Bizarre music videos, heavy metal hair bands, a soundtrack and score by Blue Oyster Cult, fungus monsters that look like Audrey II from Little Shop of Horrors, a giant alien, Martha Quinn…
Can I rewrite history and pretend Bad Channels came out in 1987 and not the year MTV became “The Real World Channel”?
SEEDPEOPLE (1992)
Director Peter Manoogian, who brought us Full Moon’s Demonic Toys, is given the task of making what is essentially a mash-up of Critters and Invasion of the Body Snatchers.
In a small town, These nasty pods in the woods start bursting and shooting goo all over people, forming pods around them. Furry creatures pop out of the pods, and while they may bring to mind all the critters of those low budget 80s movies that followed Gremlins, they’re bigger, and have none of the personality.
These are mean bastard. But they do look absolutely hilarious when they roll into a ball and knock people over like bowling pins.
It’s stupid fun for sure with some quirky characters, but by the end of the film it begins to feel like dialogue has been lifted directly from Invasion of the Body Snatchers as all the locals become blank, emotionless pod pushers. I prefer the Seedpeople bowling parts.
LURKING FEAR (1994)
Full Moon gives us one of its coolest creatures (that looks kind of like a full-sized Crypt Keeper)…but it doesn’t show up until 51 minutes into the movie and barely gets any starring time!
Supposedly based on an actual Lovecraft story, Lurking Fear opens strong, as a new mother is dragged into a vent by an unseen creature as her sister protects the baby.
Next, we meet a whole bunch of greedy people after riches supposedly buried with the father of a hot guy just released from prison. They all end up in a church, fighting and pointing guns at each other, until eventually the creature breaks through a window and takes a bite out of a guy.
Good news is, there are even more of the creatures underground, so at least there’s finally some horror payoff.
Plus, it stars Jeffrey Combs, Ashley Laurence of Hellraiser, and Vincent Schiavelli, the psycho subway spirit from Ghost.
SHRUNKEN HEADS (1994)
Richard Elfman, brother of Danny Elfman of Oingo Boingo and director of 1980 cult film Forbidden Zone, brings us another pretty dang bizarre movie. He even gets his brother to supply the main title music.
Shrunken Heads is almost like a charming family-friendly horror movie…only it’s not. There are these three boys who regularly hang out at the corner newsstand with the old guy who runs the place (veteran actor Julius Harris). But they’re constantly bullied by the local street gang.
One night, three boys make the mistake of getting in the way of some gang/crime related business…and are killed! Conveniently, the old newsstand man is into voodoo.
He tosses them into a cauldron, resurrects them as flying shrunken heads, and sends them off into the night to exact revenge on the bullies.
Yep. It’s a charming movie about shrunk head boys that go and kill their bullies.
Even better, the dead bullies turn into zombies that then go help kill the other bullies.
Even better than that, one of the kid’s has a little love interest, and her virginity becomes a crucial part of all the voodoo magic.
Toss in an appearance by 80s horror/sci-fi icon Meg Foster as—a drag king?—and Oingo Boingo’s “No One Lives Forever” from 1985 on the soundtrack, and this is pretty much another Full Moon flick that probably should have been made in the 80s.
CASTLE FREAK (1995)

**Questions on the material:**
**A.** Answer these from the film reviews above, one line each:
(i) Who directed Seedpeople?
(ii) How many minutes into Lurking Fear does the creature first show up?
(iii) Who supplied the main title music for Shrunken Heads?
**B.** Transcribe the part of the film reviews above that opens with the words containing "In a small town, These" and closes with "like bowling pins.".

**Information provided:**
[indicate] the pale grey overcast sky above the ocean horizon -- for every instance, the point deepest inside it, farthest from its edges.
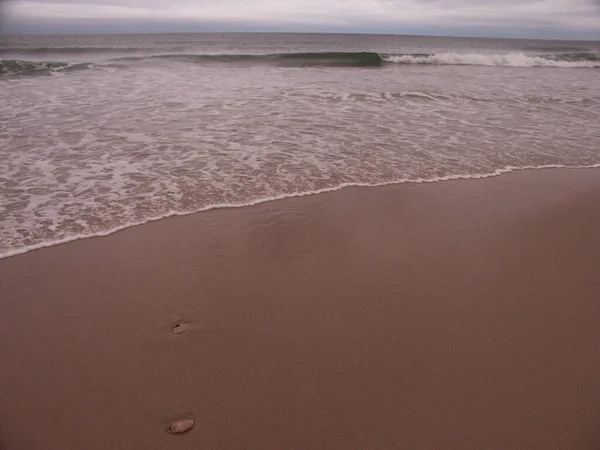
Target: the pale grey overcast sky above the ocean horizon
(561, 19)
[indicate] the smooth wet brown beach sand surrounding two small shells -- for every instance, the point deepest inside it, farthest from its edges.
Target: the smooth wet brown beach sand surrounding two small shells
(455, 315)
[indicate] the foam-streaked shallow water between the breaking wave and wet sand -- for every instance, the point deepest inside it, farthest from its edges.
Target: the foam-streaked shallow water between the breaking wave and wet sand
(90, 154)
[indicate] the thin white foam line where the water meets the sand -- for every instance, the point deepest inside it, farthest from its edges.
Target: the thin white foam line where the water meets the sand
(498, 172)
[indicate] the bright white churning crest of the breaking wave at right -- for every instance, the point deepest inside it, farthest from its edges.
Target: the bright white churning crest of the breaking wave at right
(478, 59)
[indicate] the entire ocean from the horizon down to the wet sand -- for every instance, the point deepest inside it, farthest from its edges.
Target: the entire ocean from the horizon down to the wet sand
(102, 132)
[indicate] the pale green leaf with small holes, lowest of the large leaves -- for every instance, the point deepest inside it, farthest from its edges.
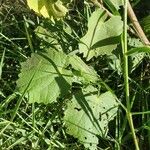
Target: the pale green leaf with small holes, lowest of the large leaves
(87, 115)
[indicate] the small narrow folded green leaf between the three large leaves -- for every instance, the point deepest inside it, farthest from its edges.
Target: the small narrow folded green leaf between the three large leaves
(83, 71)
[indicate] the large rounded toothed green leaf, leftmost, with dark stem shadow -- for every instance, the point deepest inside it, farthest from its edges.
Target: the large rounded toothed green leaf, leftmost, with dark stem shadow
(51, 79)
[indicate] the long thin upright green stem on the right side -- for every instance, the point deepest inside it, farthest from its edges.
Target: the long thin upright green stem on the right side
(126, 77)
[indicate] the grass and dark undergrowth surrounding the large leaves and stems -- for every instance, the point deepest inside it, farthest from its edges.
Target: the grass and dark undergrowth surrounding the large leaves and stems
(39, 126)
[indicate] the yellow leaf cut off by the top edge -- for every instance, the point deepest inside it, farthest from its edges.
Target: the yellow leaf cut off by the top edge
(48, 8)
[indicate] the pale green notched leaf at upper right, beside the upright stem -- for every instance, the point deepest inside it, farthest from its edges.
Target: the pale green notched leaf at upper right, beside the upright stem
(102, 35)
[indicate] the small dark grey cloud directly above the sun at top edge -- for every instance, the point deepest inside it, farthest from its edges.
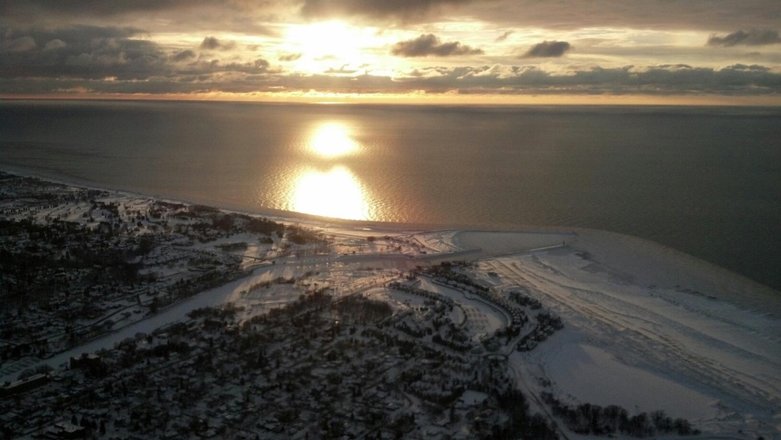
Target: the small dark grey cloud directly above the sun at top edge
(405, 10)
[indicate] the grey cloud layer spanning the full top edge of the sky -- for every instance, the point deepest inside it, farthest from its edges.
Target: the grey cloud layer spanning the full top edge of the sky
(246, 15)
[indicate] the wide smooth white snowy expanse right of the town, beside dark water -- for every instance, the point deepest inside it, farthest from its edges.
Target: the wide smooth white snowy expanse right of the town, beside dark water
(647, 328)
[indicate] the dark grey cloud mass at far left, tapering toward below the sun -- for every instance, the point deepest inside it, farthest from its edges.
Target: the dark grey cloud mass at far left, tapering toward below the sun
(89, 54)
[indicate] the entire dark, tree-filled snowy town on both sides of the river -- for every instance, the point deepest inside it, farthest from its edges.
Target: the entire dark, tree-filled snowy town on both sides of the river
(318, 334)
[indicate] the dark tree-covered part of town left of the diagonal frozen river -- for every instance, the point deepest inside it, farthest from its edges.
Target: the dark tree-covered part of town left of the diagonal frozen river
(78, 263)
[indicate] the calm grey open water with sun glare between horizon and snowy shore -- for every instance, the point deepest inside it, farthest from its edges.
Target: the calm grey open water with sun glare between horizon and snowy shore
(706, 181)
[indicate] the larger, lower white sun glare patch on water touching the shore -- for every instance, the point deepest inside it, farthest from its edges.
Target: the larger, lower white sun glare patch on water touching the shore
(333, 193)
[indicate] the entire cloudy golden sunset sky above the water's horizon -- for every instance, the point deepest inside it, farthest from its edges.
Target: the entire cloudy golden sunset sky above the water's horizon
(437, 51)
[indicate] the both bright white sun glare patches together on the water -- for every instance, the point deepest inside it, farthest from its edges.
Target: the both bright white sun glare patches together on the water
(332, 189)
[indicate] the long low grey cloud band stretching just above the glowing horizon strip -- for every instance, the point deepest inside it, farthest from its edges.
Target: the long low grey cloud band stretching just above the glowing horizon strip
(258, 76)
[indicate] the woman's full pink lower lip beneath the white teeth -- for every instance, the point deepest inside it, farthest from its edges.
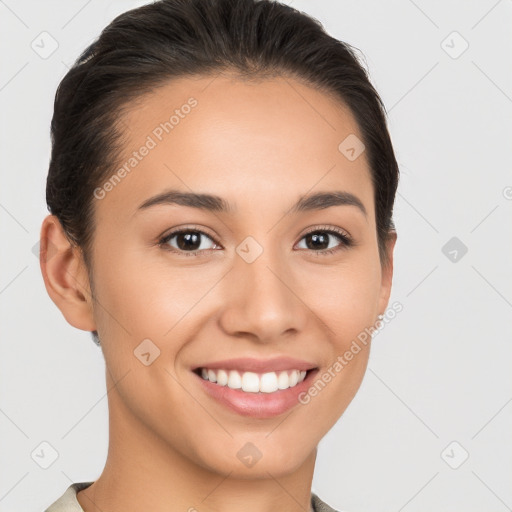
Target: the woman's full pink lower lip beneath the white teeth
(258, 405)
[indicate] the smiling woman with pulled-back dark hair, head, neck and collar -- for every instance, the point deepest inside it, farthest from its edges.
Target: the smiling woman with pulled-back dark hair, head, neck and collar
(221, 189)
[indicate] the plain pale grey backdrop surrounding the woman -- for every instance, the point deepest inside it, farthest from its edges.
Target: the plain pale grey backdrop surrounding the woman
(438, 387)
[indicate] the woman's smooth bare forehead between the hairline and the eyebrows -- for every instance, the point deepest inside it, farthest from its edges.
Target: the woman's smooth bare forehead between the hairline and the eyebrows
(239, 139)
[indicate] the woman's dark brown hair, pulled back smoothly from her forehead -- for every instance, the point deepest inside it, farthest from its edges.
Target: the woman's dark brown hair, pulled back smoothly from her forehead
(146, 47)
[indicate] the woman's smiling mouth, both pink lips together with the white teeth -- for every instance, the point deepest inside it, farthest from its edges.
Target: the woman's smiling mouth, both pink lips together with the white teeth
(244, 387)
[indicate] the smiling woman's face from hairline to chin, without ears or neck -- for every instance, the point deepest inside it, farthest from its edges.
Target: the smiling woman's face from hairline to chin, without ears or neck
(265, 280)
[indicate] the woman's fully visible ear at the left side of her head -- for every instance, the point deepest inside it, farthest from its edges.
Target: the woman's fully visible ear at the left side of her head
(65, 275)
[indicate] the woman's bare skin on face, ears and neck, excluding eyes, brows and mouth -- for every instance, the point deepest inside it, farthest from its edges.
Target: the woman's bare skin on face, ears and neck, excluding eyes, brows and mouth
(259, 145)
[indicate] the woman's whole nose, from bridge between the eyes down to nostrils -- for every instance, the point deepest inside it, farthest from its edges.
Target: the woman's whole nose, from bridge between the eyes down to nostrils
(261, 299)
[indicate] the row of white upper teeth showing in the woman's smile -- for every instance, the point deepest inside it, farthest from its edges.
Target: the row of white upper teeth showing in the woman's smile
(252, 382)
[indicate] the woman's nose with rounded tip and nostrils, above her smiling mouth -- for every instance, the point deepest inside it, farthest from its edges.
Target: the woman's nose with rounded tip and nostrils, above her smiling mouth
(261, 300)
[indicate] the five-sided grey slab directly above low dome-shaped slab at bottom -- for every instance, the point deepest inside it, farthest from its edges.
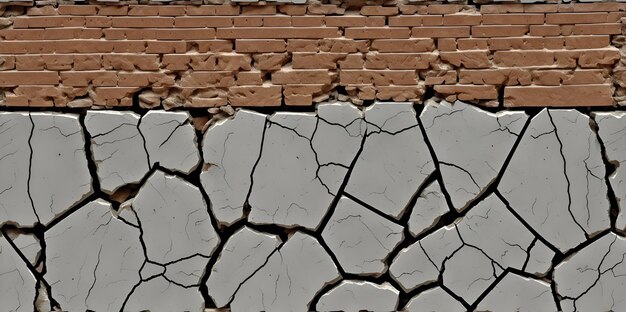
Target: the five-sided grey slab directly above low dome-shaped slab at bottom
(360, 239)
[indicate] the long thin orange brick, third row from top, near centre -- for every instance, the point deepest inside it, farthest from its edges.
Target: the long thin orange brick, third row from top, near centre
(277, 32)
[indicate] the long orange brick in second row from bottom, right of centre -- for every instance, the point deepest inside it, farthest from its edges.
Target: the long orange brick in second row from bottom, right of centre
(377, 77)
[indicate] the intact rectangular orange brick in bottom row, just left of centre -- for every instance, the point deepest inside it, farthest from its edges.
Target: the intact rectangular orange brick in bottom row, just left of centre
(255, 95)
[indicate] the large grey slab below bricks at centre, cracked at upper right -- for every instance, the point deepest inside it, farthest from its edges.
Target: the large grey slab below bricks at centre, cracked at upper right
(299, 173)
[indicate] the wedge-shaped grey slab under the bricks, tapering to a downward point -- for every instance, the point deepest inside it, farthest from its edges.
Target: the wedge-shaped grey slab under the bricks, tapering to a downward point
(471, 145)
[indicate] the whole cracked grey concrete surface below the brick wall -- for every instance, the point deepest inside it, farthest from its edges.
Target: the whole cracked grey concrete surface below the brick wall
(393, 206)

**Answers provided:**
**A.**
(i) Peter Manoogian
(ii) 51 minutes
(iii) Danny Elfman, Richard Elfman's brother

**B.**
In a small town, These nasty pods in the woods start bursting and shooting goo all over people, forming pods around them. Furry creatures pop out of the pods, and while they may bring to mind all the critters of those low budget 80s movies that followed Gremlins, they’re bigger, and have none of the personality.
These are mean bastard. But they do look absolutely hilarious when they roll into a ball and knock people over like bowling pins.